### Source text ###

Why iOS 8 Represents a New Kind of Challenge for Developers - stax012
http://www.wired.com/2014/11/ios-8-developer-side/?mbid=social_fb

======
rizwan
iOS 8 added many useful APIs, but I find many are hard to use while
maintaining support for iOS 7.

For example: \- To share code between your app and your iOS 8 extensions, you
want to put them in a shared framework, something which was just added in
Xcode 6, and compatible only with iOS 8. So using shared code from iOS 7 means
you'd have to keep copies of your source in the main app framework.

\- Photos.framework is really great, but is completely different from
Assets.framework, so building a photo app means writing your code twice. Yes,
you can use Assets framework from iOS 8, but it's unclear how iCloud Photo
Library will work with it (iOS 8.0 inadvertently removed "Camera Roll" from
Assets framework, for example)

\- Can't clean up your UIActionSheet, UIAlertView, UIPopoverController code
with UIAlertController until you go iOS 8+

So iOS 8 moves a lot of things forward really nicely, and building an iOS
8-only app has been really great, but I feel, more so than before, that it's
harder to maintain support for older iOS versions.

I was hoping iOS 8's adoption numbers would be rising faster than it did for
iOS 7, so it'd be easier to justify dropping iOS 7 support sooner, but
anecdotally it seems the large installation binary has made it hard to update
16GB devices.

------
mvelie
This is the same as the jump from iOS 6 to iOS 7, except that was more UI
code. It was difficult to support both and keep the correct look and feel
between the apps without a lot of extra work, even more if you weren't using
auto layout. The basic controls changed a lot and the change with the status
bar still affects apps today.

### Given records ###

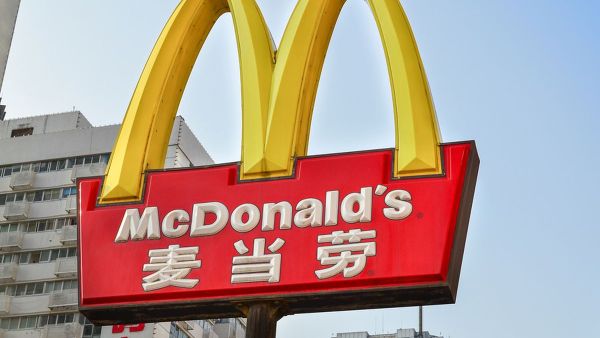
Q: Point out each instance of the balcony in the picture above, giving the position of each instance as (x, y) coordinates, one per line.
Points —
(11, 241)
(66, 267)
(8, 272)
(5, 305)
(96, 169)
(16, 211)
(69, 330)
(22, 181)
(71, 205)
(65, 300)
(68, 235)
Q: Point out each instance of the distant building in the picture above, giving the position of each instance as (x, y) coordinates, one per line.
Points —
(40, 159)
(400, 333)
(8, 17)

###

§ **Complete the following**:
• a. From the iOS 8 discussion, extract the passage from "So iOS 8 moves" to "16GB devices.".
• b. In the iOS 8 discussion, what did iOS 8.0 inadvertently remove from the Assets framework?

§ **Answers given**:
• a.
So iOS 8 moves a lot of things forward really nicely, and building an iOS
8-only app has been really great, but I feel, more so than before, that it's
harder to maintain support for older iOS versions.

I was hoping iOS 8's adoption numbers would be rising faster than it did for
iOS 7, so it'd be easier to justify dropping iOS 7 support sooner, but
anecdotally it seems the large installation binary has made it hard to update
16GB devices.

• b. "Camera Roll"